Which lines of the records below contain the word "cross"? Gather each one and list them.

↓↓↓

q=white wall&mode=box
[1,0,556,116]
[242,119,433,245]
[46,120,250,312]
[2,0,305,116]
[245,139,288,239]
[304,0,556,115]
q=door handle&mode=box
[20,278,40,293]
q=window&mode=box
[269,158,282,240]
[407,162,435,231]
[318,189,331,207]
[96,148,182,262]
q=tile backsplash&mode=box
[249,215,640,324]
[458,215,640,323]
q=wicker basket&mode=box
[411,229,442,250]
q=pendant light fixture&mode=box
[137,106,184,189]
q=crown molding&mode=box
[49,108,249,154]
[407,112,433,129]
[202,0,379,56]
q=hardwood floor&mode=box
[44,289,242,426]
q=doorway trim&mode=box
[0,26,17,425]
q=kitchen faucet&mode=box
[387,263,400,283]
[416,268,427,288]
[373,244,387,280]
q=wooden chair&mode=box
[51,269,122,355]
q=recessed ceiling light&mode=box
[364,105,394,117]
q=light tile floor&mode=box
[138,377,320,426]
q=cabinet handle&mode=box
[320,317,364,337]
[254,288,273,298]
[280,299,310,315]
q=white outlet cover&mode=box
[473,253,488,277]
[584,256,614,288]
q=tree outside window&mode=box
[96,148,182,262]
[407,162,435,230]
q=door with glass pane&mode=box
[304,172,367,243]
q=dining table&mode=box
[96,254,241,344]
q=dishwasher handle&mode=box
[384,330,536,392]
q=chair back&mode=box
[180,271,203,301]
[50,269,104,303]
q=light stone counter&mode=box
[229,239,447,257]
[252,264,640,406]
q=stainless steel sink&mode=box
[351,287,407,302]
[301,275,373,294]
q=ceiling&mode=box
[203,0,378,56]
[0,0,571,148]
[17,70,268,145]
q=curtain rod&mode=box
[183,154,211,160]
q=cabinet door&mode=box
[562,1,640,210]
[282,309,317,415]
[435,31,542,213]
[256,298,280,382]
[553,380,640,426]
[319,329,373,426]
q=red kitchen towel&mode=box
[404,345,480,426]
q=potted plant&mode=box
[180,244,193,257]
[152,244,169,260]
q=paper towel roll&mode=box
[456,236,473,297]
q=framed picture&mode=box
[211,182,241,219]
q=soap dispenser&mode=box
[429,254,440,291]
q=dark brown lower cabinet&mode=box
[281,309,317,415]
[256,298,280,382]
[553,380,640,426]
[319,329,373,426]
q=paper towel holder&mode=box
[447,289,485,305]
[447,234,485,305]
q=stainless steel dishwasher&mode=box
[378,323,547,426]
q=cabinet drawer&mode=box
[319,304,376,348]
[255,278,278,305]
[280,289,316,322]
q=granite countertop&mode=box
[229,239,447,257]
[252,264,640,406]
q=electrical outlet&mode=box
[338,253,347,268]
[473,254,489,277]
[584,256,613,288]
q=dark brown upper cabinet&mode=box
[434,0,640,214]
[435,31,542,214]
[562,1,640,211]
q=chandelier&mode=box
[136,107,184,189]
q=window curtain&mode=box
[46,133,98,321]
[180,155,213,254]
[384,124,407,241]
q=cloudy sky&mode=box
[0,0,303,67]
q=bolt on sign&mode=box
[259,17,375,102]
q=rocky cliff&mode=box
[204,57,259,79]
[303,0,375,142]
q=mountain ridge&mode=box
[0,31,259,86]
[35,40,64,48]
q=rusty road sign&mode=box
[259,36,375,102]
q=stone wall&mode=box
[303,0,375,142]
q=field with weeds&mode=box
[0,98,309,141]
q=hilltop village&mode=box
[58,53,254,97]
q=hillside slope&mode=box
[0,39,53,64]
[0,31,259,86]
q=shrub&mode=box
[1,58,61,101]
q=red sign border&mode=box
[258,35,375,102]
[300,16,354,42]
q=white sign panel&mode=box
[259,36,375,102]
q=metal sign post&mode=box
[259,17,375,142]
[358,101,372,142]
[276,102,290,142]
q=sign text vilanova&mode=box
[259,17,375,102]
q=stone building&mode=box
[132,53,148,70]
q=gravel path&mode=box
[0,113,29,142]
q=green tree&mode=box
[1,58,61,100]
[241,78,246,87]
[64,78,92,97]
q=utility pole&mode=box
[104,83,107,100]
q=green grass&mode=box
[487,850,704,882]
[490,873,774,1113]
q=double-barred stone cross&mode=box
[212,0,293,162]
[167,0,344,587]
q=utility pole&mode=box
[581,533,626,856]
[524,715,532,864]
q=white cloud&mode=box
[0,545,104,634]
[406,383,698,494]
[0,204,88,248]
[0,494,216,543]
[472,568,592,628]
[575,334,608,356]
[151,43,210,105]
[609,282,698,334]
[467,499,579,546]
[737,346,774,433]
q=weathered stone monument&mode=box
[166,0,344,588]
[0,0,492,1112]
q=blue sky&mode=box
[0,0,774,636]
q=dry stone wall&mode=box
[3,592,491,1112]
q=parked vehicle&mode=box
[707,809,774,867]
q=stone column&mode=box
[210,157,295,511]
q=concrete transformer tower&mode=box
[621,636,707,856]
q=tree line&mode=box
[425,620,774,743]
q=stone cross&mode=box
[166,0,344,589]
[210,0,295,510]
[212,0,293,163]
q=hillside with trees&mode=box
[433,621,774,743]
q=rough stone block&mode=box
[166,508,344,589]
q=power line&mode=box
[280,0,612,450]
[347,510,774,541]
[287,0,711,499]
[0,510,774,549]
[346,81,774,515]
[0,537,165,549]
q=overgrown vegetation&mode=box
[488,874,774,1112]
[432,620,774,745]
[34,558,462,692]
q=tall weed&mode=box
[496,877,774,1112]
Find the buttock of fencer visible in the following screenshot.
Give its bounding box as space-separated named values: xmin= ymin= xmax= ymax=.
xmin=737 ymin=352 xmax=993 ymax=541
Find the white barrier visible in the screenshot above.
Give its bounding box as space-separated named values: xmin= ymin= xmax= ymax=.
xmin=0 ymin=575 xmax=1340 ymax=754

↑↑↑

■ FINISHED ANSWER ■
q=double-barred stone cross&mode=box
q=stone cross&mode=box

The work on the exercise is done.